▶ [Direction]:
Pick out and copy every row below that contains the word "awning".

▶ [Data lines]:
────────────────

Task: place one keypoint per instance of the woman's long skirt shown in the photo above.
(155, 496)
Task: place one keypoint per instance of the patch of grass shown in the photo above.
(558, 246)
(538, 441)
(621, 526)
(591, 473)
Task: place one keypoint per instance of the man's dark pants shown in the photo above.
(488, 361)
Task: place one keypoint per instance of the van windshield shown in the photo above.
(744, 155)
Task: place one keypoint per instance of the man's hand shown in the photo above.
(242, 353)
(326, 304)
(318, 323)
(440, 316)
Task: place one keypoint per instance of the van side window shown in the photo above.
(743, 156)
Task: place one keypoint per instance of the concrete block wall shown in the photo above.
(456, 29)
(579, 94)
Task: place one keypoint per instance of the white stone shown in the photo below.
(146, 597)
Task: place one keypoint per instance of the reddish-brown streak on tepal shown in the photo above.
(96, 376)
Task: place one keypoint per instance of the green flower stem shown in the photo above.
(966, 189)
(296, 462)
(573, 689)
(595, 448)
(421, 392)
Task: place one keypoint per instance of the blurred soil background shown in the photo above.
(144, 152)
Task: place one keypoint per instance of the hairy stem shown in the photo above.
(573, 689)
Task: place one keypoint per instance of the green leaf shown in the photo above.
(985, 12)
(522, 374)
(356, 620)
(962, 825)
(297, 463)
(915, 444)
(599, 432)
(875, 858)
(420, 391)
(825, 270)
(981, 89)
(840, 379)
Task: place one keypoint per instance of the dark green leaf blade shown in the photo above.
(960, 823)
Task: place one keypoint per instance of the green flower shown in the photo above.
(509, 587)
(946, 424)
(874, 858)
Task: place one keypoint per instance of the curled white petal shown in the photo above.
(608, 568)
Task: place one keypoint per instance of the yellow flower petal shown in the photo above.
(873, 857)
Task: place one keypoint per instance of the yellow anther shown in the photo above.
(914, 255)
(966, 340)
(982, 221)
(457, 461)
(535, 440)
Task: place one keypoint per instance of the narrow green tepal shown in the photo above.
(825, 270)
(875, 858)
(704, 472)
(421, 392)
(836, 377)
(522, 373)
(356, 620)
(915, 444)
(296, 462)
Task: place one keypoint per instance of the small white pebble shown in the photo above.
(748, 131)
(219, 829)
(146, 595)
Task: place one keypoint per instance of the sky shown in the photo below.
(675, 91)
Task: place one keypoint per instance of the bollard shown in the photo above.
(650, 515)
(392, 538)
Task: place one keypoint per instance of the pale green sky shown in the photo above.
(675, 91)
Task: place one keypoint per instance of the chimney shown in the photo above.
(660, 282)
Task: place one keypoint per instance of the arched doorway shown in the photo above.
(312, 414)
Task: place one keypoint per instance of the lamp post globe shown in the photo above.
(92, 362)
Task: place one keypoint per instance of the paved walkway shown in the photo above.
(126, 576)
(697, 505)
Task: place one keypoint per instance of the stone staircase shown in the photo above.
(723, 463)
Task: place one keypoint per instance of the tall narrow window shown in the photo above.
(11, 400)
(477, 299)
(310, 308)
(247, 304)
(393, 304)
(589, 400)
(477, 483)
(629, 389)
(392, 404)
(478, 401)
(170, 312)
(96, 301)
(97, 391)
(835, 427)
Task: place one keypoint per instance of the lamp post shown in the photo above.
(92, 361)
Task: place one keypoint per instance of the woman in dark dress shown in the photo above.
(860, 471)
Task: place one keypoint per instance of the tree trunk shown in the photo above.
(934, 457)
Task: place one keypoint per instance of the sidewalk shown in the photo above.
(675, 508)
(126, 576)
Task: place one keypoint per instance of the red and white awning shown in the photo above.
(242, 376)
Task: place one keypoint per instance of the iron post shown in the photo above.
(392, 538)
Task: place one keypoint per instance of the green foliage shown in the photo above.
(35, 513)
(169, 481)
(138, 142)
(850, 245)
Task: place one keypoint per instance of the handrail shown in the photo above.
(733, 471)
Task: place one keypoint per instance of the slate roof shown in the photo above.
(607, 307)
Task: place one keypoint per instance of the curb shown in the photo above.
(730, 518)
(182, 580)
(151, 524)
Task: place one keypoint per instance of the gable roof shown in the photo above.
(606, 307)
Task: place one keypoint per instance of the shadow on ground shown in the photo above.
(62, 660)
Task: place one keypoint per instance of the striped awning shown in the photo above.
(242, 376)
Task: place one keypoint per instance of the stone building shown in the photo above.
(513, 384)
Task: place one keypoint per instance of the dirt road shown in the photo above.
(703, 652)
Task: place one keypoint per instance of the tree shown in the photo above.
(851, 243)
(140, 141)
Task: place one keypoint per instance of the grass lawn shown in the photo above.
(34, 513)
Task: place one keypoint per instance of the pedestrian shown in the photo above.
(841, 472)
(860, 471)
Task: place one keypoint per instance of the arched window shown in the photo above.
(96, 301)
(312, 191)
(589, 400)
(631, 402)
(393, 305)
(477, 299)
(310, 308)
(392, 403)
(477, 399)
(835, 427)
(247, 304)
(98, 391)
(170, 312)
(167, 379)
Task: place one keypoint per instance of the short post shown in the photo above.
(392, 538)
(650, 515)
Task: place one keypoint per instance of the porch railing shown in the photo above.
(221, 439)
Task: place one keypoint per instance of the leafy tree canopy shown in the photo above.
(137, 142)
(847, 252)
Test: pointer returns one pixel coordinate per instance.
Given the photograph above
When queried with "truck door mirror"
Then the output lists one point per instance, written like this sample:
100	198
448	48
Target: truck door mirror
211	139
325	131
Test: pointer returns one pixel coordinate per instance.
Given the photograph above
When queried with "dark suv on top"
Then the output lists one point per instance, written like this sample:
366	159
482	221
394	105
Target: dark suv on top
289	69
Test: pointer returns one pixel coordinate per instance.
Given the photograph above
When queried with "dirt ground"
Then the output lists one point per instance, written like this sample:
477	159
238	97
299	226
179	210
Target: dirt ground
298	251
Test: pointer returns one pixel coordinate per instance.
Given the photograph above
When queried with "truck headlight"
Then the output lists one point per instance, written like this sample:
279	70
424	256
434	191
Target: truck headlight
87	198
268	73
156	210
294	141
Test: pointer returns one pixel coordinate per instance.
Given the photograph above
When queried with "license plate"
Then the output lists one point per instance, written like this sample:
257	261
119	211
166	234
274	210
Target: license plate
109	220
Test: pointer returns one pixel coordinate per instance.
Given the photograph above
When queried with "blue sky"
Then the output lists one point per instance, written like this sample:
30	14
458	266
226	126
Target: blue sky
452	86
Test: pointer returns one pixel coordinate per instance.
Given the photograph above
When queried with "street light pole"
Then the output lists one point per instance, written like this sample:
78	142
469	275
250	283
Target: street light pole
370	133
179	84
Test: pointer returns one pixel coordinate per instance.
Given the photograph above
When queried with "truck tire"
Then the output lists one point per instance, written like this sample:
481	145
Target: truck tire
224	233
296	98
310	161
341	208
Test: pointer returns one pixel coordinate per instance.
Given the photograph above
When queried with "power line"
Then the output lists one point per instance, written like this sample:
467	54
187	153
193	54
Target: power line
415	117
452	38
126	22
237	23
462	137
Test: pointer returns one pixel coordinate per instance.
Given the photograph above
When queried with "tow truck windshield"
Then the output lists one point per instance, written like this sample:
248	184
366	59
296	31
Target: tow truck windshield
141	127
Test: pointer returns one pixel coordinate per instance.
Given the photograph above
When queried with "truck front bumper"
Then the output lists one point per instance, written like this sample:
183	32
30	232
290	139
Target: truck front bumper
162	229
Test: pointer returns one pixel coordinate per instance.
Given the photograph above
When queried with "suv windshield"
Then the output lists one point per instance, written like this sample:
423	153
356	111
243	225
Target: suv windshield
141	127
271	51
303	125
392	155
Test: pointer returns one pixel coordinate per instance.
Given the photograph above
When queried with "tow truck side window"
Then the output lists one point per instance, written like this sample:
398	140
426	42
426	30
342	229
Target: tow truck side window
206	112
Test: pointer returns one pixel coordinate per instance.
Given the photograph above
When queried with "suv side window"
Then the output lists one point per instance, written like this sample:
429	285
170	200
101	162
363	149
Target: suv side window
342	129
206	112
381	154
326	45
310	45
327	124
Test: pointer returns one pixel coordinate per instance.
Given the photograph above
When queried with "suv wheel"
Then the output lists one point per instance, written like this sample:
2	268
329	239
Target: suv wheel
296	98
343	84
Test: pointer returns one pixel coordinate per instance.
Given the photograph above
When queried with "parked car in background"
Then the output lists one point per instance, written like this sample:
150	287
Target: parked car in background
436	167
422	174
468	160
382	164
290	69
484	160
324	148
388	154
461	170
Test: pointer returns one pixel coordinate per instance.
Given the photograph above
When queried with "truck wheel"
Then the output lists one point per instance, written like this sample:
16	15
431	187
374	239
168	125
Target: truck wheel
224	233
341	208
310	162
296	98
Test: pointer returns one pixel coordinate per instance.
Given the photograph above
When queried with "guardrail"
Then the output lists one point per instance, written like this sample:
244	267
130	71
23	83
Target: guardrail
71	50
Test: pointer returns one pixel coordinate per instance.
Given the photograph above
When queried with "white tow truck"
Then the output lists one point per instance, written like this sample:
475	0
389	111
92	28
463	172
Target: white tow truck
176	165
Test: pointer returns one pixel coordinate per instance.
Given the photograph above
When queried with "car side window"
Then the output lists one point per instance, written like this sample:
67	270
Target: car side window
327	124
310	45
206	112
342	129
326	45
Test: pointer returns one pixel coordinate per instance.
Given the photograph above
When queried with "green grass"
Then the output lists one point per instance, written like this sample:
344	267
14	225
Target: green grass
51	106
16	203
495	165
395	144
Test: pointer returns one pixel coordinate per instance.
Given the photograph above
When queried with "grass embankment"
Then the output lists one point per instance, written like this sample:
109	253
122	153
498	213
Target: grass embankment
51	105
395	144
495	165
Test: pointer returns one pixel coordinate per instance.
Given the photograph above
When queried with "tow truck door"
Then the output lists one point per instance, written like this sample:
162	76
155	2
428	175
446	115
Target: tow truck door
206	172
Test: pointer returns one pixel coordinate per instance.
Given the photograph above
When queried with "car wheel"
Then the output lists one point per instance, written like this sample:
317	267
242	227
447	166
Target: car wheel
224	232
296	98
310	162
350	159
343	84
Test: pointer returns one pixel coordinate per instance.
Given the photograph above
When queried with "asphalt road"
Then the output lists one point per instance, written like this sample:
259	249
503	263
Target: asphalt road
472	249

────────────────

▶ [Written solution]:
Task: place one keypoint per instance of the red and white awning shown in the photo above.
Task: place one keypoint per instance of the striped awning shown in the photo above.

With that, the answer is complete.